What is needed: What is needed is the run of lines from the one with "Target: shirt collar" through the close of the data, set down exactly.

· · · · ·

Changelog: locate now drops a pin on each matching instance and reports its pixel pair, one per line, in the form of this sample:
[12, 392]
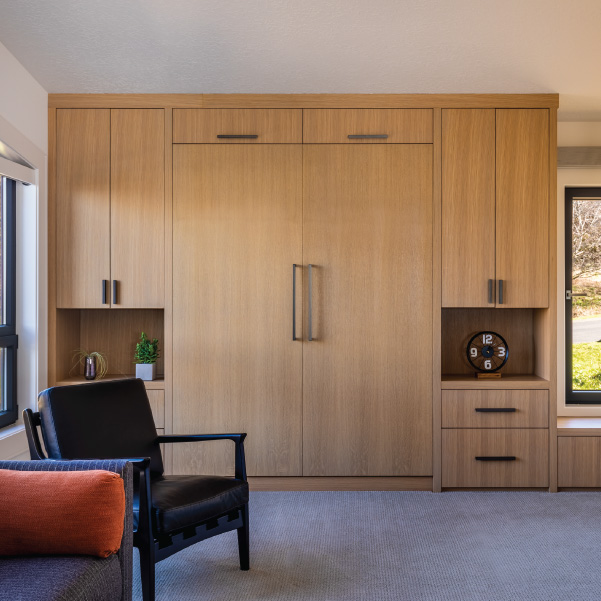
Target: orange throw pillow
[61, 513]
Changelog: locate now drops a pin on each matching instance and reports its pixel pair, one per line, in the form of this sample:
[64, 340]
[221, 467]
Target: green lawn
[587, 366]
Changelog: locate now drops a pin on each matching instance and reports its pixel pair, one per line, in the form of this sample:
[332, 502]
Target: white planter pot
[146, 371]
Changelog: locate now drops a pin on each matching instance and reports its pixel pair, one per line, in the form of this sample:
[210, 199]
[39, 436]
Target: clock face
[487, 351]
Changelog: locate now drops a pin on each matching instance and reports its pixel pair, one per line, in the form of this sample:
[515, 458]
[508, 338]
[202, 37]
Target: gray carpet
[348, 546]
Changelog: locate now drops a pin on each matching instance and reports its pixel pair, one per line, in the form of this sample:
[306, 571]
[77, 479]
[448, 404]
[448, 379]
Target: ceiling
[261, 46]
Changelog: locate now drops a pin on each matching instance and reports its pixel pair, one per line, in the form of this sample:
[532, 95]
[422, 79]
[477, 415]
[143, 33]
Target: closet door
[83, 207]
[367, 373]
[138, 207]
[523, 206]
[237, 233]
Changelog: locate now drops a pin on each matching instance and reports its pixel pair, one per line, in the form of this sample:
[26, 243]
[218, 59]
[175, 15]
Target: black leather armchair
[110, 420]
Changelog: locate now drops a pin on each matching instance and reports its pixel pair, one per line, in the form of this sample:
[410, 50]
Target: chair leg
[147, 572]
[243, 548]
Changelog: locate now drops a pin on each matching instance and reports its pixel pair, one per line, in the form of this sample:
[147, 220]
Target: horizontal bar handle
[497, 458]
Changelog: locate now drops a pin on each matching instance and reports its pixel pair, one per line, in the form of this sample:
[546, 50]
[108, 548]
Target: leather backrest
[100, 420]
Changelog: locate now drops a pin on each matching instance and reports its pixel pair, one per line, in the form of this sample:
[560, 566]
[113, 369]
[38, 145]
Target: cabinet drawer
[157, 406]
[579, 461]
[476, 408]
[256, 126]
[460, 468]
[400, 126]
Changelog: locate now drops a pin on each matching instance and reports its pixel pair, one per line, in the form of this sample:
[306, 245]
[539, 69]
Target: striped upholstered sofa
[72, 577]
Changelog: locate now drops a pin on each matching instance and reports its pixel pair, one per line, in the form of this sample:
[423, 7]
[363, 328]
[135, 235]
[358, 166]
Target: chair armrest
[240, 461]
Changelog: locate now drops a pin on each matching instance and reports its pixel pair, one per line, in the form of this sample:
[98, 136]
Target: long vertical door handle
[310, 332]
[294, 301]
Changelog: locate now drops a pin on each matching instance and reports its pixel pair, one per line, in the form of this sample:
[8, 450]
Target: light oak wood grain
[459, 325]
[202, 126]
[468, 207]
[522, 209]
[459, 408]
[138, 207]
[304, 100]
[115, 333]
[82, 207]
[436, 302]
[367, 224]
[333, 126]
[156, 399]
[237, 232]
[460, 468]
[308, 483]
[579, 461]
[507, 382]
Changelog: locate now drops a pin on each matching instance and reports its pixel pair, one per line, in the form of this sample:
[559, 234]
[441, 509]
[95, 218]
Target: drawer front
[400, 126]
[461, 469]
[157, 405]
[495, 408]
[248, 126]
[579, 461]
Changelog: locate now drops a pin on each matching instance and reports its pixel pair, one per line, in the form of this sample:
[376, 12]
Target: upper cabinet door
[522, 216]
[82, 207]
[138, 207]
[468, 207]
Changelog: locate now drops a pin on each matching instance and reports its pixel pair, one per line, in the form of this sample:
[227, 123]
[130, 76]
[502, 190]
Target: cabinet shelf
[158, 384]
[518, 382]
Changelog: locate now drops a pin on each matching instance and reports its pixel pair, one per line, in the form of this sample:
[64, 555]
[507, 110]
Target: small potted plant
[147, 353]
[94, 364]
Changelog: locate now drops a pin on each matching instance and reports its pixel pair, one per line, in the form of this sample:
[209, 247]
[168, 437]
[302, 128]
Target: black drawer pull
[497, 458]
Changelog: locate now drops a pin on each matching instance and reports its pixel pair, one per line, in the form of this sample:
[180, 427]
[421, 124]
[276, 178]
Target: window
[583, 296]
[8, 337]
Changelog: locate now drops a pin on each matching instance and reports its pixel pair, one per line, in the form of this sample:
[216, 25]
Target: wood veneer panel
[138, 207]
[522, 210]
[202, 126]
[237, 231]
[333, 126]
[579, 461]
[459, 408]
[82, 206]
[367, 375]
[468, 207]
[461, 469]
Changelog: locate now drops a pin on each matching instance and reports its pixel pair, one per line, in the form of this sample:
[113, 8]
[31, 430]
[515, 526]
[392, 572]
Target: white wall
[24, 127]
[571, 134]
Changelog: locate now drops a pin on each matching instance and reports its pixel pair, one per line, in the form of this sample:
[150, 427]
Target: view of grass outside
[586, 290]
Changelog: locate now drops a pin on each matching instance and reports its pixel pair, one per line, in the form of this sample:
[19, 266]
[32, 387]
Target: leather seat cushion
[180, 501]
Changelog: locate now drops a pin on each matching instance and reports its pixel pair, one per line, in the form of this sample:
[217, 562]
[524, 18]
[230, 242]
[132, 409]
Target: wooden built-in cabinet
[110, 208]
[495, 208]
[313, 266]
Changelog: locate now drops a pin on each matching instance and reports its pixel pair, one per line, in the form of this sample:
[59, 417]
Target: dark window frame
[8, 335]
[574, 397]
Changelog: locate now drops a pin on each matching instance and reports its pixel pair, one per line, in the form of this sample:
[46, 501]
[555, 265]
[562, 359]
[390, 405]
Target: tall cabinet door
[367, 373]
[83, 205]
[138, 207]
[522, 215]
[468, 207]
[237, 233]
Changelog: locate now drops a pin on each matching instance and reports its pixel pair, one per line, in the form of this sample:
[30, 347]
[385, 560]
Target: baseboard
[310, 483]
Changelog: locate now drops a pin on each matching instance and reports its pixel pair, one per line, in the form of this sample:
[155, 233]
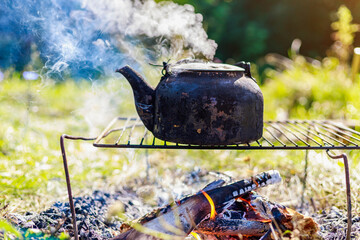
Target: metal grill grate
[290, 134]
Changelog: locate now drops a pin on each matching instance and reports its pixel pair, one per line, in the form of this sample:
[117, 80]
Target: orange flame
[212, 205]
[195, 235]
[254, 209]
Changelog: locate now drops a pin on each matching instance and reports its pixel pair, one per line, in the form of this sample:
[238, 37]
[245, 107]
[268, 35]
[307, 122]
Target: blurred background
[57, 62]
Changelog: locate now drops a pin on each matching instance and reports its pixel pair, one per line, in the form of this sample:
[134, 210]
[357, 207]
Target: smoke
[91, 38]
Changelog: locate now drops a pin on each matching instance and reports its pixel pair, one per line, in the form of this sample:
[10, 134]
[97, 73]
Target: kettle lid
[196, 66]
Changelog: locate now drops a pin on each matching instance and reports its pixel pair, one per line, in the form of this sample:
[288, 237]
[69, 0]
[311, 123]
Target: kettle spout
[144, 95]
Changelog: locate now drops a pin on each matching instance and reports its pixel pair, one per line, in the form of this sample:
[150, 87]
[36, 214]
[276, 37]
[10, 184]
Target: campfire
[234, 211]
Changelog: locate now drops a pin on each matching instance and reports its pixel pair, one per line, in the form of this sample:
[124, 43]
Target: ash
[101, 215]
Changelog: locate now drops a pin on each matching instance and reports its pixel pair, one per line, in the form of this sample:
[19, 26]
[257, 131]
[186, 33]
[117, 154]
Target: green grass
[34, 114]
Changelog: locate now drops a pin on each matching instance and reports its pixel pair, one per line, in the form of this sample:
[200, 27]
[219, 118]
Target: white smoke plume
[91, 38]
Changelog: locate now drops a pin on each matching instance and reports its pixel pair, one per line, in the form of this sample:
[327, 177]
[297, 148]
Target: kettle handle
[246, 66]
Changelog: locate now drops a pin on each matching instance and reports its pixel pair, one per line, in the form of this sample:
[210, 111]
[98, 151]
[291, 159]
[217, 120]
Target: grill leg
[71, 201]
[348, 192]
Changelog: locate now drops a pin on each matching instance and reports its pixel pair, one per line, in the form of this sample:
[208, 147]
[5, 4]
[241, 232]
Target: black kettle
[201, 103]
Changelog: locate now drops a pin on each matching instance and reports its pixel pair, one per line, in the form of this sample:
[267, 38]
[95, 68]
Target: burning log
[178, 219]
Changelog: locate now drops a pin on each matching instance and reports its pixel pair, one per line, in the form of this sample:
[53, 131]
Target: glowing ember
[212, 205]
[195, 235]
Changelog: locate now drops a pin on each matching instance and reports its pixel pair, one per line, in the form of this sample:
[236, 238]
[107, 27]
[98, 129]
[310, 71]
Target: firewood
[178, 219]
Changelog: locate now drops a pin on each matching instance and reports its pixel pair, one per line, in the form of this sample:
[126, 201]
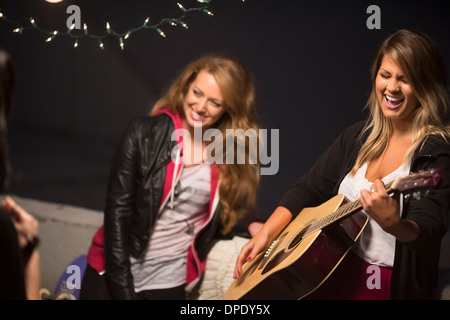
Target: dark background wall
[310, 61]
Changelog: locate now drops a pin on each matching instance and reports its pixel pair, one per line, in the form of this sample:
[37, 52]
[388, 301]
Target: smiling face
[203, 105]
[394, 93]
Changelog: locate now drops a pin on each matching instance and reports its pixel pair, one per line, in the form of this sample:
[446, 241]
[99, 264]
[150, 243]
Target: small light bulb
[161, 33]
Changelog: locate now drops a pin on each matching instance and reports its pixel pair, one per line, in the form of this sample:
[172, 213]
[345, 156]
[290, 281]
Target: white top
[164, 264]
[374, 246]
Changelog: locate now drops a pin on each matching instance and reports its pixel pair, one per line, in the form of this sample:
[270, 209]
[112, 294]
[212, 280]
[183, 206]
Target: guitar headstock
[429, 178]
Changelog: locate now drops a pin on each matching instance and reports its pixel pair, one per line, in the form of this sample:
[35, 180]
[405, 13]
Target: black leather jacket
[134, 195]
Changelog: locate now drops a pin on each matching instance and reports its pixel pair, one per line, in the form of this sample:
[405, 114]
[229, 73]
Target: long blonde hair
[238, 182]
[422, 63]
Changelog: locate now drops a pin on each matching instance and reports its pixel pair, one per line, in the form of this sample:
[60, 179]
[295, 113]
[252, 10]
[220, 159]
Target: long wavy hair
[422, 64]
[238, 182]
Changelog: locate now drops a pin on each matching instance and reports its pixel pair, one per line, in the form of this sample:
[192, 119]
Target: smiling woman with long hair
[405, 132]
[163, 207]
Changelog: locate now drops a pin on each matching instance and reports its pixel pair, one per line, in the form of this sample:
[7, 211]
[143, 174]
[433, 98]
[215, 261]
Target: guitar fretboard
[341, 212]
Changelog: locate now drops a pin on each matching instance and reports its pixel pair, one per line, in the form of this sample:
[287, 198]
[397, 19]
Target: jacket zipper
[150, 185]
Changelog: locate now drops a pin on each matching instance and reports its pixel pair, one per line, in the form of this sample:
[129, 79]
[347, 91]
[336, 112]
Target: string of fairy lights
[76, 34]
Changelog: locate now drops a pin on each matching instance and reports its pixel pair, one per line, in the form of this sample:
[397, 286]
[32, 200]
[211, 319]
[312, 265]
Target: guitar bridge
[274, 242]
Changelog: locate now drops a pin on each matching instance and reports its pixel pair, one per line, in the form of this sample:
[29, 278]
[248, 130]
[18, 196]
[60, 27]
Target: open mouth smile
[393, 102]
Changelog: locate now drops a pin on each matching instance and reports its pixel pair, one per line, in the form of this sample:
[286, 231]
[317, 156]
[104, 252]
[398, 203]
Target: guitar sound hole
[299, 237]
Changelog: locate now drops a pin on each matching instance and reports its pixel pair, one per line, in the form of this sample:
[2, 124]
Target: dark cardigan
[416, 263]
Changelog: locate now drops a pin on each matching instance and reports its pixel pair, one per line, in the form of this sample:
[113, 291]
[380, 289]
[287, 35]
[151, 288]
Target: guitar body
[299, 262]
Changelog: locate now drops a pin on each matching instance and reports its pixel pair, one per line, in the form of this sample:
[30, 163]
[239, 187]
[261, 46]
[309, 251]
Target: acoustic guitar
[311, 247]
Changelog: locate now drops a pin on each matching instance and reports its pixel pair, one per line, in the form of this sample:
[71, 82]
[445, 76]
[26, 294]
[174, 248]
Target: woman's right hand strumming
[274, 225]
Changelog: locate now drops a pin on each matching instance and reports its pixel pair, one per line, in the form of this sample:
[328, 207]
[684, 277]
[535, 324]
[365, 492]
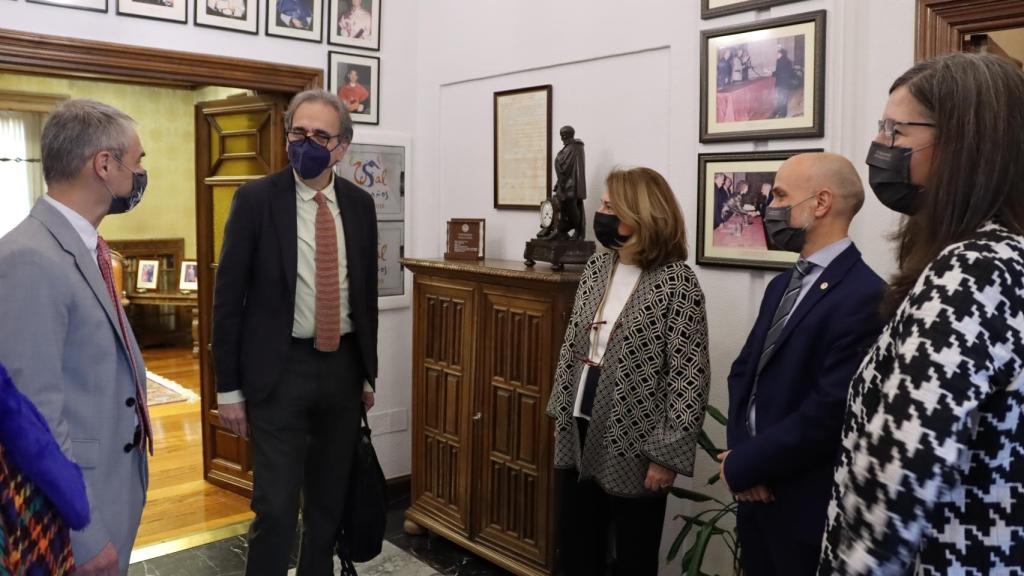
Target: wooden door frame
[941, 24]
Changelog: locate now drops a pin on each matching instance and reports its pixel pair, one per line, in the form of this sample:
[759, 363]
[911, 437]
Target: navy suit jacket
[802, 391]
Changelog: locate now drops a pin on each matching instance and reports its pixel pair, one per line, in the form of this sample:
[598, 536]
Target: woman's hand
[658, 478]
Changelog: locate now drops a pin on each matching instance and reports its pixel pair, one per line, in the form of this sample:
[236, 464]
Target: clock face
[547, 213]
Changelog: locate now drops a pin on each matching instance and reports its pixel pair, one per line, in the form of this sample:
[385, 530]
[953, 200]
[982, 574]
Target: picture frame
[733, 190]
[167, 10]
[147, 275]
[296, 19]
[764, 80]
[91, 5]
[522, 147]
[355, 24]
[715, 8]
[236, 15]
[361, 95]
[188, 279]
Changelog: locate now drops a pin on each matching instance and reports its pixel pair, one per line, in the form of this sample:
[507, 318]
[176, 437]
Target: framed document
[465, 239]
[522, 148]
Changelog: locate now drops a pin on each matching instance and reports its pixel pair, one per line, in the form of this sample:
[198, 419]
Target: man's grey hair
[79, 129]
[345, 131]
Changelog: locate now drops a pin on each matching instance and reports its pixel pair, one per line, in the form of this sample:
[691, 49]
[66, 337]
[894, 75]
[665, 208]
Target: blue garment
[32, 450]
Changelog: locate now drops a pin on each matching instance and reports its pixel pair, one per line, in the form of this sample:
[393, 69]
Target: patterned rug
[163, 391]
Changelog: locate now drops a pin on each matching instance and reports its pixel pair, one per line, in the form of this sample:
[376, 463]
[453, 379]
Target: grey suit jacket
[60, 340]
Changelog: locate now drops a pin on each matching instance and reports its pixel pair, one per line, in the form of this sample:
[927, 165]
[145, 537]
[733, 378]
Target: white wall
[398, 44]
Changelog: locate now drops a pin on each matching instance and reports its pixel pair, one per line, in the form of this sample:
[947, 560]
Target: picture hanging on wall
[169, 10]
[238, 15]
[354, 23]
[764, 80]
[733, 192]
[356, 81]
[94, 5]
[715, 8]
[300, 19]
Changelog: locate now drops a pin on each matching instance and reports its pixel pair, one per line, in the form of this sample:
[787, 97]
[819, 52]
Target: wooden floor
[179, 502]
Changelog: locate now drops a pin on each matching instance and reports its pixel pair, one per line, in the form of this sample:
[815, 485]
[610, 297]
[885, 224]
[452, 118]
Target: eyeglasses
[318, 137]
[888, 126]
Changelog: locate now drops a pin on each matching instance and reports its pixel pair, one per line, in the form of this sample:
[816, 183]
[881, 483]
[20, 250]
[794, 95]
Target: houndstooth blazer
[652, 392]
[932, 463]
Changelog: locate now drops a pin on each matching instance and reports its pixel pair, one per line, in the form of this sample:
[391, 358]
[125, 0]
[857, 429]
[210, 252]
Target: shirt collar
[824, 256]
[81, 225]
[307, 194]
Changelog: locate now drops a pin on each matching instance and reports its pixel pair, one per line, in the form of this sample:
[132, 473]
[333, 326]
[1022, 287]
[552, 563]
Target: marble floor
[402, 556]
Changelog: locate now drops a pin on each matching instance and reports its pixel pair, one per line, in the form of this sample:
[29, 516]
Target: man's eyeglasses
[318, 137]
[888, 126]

· · · · ·

Solution for this task:
Target: shirt collar
[824, 256]
[81, 225]
[307, 194]
Changelog: locate now drops a pin on each matching instance and reports its pixel pair, one per line, in the form of this sample:
[132, 473]
[333, 326]
[1022, 287]
[552, 563]
Target: marble floor
[402, 556]
Changelog: locate now drops a pin on each matching instance and reports its pixel pair, one per line, in the form of this sample:
[29, 516]
Target: man's eyeglasses
[318, 137]
[888, 126]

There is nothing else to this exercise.